▸ Task instructions
Copy out the entries below precisely; nothing is to be omitted.

▸ Input
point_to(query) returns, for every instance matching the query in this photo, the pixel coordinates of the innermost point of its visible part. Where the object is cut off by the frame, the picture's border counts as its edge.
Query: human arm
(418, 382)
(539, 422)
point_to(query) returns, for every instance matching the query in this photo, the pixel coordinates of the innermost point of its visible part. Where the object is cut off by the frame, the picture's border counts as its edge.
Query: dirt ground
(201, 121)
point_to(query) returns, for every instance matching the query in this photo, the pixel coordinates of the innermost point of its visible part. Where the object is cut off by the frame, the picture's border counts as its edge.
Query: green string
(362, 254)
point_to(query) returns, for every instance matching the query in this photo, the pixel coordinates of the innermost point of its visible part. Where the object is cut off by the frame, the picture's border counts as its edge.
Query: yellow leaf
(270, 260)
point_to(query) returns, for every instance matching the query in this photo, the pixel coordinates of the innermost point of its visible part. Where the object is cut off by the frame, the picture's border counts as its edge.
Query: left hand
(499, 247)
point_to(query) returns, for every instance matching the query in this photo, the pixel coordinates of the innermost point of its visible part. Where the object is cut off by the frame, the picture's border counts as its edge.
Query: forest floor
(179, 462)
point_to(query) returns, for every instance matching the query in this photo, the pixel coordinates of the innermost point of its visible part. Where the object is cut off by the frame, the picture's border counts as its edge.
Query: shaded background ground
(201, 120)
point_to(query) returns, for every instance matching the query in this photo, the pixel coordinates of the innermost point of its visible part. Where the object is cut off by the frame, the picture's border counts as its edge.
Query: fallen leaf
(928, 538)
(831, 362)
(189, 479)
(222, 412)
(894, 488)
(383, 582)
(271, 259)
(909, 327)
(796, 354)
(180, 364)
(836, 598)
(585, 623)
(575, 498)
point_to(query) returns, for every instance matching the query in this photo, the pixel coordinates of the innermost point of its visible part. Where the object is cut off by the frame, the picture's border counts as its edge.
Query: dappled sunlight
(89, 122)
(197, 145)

▸ Exercise output
point_to(query) returns, for every instance matching the query in this photo, the pixel coordinates of the innermost point of its visible part. Where the object is cut off by the frame, the picture's border counts as its edge.
Query: human arm
(418, 382)
(539, 422)
point_to(query) returns, for every instance matching the query in this photo, the pixel coordinates of the innermost point of its visible part. Where the object is cut off by the frame, the picture's border counts as its edge.
Query: dirt ground
(201, 121)
point_to(query) returns, for every instance matching the query in this photo, the pixel coordinates of the innermost point of its visible part. Where the object is cut off by the frame, the picture's border counts as its edge.
Query: green string
(362, 254)
point_to(query) returns, for every instance matching the query in this photo, the pixel coordinates of the innermost point of its visible part. Where the object is cut off by the frame, the picture's border counts as its edge.
Query: yellow leaf
(270, 260)
point_to(query) returns, for every instance matching the query in this photo, the pixel coordinates of the innermost point of its visible part. Where the object is cut off by the frame, the picture's border counts as its edge.
Query: left hand
(499, 247)
point_to(query) returns, for every instance matching the query in this photo, the pixel coordinates of the innermost point of its visible part. Where the object is cut off by the frame, the picture's border counts as its edge.
Query: forest floor
(179, 462)
point_to(query) returns, for every instance matching the query in this photo, the pixel coordinates of the innermost point of its visible part. Where the object is cut off by the frame, the picture's border counts as its edge.
Query: shaded background ground
(201, 120)
point_to(query) returns, for every instance matching the query in this photo, the pixel coordinates of the innermost point of its visible part. Where the object is cut off by the frame, the picture's border counts as its edge.
Query: fallen leaf
(928, 538)
(831, 362)
(189, 479)
(222, 412)
(894, 488)
(383, 582)
(271, 259)
(909, 327)
(796, 354)
(180, 364)
(836, 598)
(585, 623)
(575, 498)
point_to(query) returns, for every instance matching the query in this photo, the pixel coordinates of the innermost point of its visible part. Where the object is cut off by the frame, the picture's border counts as its edge.
Query: dappled sunlight
(89, 122)
(197, 145)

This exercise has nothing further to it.